## Отрывок со страницы

####################

Данные выводы обеспечиваются раскрытием механизма инверсии смыслов. Вопрос о том, что оформляет волну, или какие противоречия в системе художественной культуры являются значимыми для ее саморазвития, есть вопрос о внутреннем противоречии как причине смыслогенеза. Это противоречие видов деятельности: творческой, направленной на создание художественных ценностей, и воспринимающей, направленной на овладение художественными ценностями. Противоречие заключается в целевых программах и темпах развития.
Вопрос о том, что оформляет цикл как композицию нескольких волн, привел нас к проблеме исчерпанности смыслов антропоцентрической культуры. Мы проследили исчерпанность на примере центрального противоречия антропоцентризма - оппозиции прекрасное/безобразное, которое завершилось инверсией начальной исходной формы антропоцентрической культуры. Если на входе прекрасное представляло собой идею, то на выходе обратилось в правильно сделанную вещь. Изначально поставленный античными мыслителям вопрос, чему подражать трансформировался в вопрос как это делать.

####################

## Исходные данные
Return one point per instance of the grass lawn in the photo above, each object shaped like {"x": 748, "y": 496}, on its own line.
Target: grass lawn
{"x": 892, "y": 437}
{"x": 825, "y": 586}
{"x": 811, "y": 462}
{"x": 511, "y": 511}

####################

## Задания
A - Ответьте по отрывку на вопросы, каждый ответ с новой строки:
(i) Какие два вида деятельности противоречат друг другу как причина смыслогенеза?
(ii) Какая оппозиция названа центральным противоречием антропоцентризма?
(iii) Во что обратилось прекрасное на выходе?
B - Перепишите из отрывка текст от слов «Данные выводы обеспечиваются» до слов «и темпах развития.» включительно.

## Ответы к заданиям
A -
(i) Творческая деятельность, направленная на создание художественных ценностей, и воспринимающая, направленная на овладение ими.
(ii) Оппозиция прекрасное/безобразное.
(iii) В правильно сделанную вещь.

B -
Данные выводы обеспечиваются раскрытием механизма инверсии смыслов. Вопрос о том, что оформляет волну, или какие противоречия в системе художественной культуры являются значимыми для ее саморазвития, есть вопрос о внутреннем противоречии как причине смыслогенеза. Это противоречие видов деятельности: творческой, направленной на создание художественных ценностей, и воспринимающей, направленной на овладение художественными ценностями. Противоречие заключается в целевых программах и темпах развития.